◆ **Problems to solve**
a: In the Putnam County thread, retype the passage between "I was down at" and "ever last year.", inclusive, word for word.
b: According to the Putnam County thread, on which road is the lease that fredw belongs to?

◆ **Excerpted text**

▬▬▬▬▬▬

# Putnam County 2017-2018



## Milkman

Let's kick this off early. Who else hunts Putnam??


----------



## Milkman

Nobody down Putnam way ?

For anyone interested the restaurant at Crooked Creek is reopening soon.


----------



## fredw

Member of a lease on Pea Ridge Road.  Also have access to a small piece of privately owned land.


----------



## Milkman

Milkman said:


> Nobody down Putnam way ?
> 
> For anyone interested the restaurant at Crooked Creek is reopening soon.





fredw said:


> Member of a lease on Pea Ridge Road.  Also have access to a small piece of privately owned land.




Kinda remote down that way but some new business coming in with the restaurant and the new Dollar General store.


----------



## Milkman

I was down at Putnam a few days ago. The new Dollar General is now open.  The restaurant isn't open yet.


----------



## Buck Nasty

I havent been down yet, but I am looking forward to getting to hunt more this year than last.  Altough I did see more deer per sit than ever last year.

▬▬▬▬▬▬

Dataset excerpt:
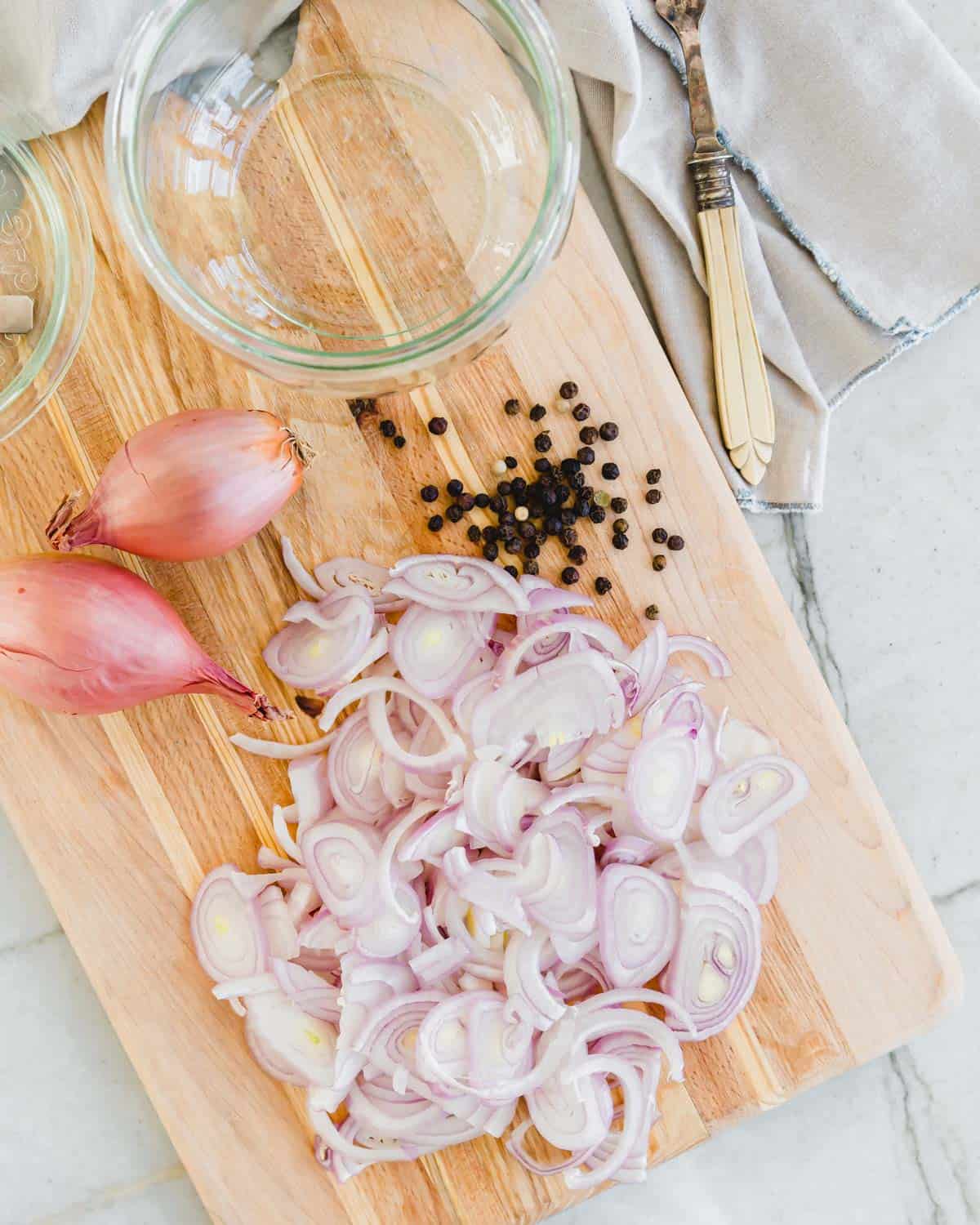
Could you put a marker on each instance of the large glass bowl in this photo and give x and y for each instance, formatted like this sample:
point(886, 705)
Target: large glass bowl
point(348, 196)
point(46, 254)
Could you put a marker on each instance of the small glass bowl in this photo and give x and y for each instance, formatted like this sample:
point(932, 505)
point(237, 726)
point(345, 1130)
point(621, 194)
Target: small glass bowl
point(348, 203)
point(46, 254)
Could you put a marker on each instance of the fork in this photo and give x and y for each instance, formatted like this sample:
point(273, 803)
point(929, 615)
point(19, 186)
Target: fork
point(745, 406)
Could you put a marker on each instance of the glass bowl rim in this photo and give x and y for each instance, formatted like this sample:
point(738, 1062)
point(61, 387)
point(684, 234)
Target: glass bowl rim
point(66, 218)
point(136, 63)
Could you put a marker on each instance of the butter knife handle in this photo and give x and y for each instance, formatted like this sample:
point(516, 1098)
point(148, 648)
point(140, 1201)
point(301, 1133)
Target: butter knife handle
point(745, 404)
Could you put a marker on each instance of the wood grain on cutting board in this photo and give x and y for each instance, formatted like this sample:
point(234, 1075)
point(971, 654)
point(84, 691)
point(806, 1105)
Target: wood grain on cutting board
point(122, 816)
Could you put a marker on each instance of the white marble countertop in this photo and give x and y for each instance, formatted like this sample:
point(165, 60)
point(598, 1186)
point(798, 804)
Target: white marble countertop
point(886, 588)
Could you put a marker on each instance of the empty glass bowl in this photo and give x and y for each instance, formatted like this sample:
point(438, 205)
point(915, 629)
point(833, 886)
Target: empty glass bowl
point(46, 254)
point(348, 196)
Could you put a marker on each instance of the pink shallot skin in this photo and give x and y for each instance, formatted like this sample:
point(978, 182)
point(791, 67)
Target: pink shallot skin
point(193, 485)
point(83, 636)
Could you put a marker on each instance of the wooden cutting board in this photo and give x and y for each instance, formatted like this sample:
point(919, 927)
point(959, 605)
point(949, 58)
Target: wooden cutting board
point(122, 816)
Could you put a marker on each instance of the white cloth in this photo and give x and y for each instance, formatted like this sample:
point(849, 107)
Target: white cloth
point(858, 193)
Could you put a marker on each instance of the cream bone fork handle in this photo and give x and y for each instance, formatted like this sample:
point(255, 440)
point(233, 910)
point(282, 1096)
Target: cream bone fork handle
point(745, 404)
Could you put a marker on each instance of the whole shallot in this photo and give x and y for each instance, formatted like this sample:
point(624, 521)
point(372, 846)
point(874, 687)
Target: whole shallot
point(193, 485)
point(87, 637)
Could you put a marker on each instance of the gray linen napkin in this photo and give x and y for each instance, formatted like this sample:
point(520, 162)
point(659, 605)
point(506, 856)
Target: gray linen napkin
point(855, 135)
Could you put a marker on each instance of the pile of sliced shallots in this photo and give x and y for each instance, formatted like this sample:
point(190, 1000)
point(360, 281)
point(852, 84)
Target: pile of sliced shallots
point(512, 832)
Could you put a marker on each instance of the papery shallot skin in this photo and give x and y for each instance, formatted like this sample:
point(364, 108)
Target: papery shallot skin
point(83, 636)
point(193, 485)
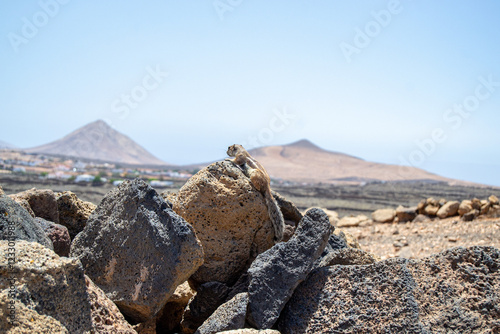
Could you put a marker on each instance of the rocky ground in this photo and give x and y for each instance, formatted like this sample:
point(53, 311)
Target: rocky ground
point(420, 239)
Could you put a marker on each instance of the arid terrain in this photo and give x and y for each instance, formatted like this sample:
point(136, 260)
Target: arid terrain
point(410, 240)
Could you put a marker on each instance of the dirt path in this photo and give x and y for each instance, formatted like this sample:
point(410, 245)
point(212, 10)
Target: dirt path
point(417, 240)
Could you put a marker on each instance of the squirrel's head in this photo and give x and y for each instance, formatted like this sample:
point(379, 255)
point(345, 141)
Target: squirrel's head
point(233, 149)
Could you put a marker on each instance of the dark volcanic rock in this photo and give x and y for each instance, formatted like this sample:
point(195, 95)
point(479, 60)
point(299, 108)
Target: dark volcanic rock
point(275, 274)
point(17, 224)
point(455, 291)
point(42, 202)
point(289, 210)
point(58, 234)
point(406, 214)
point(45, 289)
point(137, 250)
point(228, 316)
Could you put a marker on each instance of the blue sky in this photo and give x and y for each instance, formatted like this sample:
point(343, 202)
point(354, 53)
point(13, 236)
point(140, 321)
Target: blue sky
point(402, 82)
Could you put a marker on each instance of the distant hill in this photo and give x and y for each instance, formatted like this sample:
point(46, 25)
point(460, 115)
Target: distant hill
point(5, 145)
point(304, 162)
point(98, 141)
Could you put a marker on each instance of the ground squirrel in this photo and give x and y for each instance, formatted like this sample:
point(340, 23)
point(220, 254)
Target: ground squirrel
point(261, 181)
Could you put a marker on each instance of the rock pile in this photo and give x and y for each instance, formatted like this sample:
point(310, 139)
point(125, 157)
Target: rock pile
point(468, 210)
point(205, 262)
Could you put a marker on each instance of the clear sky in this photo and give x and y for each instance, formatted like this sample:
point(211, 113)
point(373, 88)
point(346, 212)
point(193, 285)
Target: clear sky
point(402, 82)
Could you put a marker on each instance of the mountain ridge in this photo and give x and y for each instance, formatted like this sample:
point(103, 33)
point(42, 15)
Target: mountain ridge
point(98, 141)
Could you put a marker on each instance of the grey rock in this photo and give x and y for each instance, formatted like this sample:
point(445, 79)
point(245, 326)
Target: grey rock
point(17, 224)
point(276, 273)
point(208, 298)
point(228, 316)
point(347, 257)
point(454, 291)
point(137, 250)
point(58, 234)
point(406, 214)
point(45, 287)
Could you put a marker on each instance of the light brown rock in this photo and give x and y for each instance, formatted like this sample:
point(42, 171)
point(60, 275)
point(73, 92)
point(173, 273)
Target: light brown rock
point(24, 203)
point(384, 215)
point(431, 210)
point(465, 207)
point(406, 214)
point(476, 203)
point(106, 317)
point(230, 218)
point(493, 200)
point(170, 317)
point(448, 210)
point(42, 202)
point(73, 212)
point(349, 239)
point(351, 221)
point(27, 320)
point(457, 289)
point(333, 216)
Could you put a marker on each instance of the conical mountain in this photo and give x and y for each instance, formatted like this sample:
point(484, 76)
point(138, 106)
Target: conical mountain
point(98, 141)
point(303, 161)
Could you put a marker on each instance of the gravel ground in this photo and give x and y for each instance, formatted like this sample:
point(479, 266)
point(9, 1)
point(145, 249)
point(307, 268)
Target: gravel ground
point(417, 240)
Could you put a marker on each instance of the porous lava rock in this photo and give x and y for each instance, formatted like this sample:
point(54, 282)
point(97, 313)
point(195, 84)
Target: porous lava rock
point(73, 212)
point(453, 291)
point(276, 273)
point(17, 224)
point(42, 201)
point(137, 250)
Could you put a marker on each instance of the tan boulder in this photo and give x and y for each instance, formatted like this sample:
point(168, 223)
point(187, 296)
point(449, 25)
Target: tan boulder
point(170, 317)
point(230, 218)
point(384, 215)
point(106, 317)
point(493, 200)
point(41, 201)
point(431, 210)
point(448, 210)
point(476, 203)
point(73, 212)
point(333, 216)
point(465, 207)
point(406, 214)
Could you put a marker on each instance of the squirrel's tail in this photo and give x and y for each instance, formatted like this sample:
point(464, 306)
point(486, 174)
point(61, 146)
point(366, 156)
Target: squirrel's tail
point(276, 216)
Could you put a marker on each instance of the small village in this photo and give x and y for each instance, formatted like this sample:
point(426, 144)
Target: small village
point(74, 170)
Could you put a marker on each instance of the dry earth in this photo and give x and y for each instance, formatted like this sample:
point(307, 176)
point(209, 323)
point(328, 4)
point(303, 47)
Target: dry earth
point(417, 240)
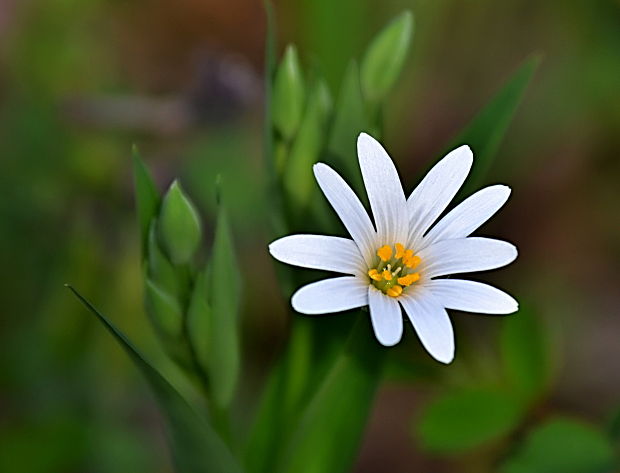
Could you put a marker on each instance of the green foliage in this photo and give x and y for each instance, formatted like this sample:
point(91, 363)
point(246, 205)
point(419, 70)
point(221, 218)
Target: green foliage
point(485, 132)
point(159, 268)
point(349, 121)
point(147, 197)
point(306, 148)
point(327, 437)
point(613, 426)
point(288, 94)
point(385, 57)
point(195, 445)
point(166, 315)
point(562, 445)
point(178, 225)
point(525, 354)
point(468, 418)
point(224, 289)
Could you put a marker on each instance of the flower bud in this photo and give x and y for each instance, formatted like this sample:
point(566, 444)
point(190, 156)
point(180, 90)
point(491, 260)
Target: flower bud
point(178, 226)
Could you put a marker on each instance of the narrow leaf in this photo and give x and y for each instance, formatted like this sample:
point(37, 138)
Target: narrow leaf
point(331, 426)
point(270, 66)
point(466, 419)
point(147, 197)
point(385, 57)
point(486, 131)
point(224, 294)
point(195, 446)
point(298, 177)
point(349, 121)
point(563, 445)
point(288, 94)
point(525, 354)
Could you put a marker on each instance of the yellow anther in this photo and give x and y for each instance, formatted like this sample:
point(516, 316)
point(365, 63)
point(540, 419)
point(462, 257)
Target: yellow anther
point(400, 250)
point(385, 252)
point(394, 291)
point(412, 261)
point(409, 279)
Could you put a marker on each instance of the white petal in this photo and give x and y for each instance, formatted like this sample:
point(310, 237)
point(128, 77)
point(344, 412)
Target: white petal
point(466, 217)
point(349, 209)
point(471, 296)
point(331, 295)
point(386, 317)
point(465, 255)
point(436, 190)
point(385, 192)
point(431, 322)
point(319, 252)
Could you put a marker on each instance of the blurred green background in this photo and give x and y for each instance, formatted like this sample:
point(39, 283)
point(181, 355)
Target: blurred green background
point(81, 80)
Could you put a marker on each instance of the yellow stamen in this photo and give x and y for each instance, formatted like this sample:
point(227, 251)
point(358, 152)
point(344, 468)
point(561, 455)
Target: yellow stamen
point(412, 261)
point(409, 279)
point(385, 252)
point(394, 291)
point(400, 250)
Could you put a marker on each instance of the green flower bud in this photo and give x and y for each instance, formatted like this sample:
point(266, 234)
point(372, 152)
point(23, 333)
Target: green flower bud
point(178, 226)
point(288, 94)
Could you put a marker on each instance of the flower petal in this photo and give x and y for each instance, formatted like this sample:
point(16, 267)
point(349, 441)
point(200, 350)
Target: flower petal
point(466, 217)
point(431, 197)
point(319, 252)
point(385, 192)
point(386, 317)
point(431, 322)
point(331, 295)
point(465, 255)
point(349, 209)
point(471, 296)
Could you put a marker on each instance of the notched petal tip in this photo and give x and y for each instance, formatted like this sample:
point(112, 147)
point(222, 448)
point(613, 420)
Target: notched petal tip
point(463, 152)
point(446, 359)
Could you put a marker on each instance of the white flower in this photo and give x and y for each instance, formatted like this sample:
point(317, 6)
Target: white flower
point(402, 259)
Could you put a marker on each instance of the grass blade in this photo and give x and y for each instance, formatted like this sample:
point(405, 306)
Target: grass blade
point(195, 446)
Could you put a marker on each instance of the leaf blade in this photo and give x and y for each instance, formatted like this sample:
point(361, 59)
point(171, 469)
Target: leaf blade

▬▬▬▬▬▬

◆ **Responses to the exercise**
a:
I was down at Putnam a few days ago. The new Dollar General is now open.  The restaurant isn't open yet.


----------



## Buck Nasty

I havent been down yet, but I am looking forward to getting to hunt more this year than last.  Altough I did see more deer per sit than ever last year.

b: Pea Ridge Road.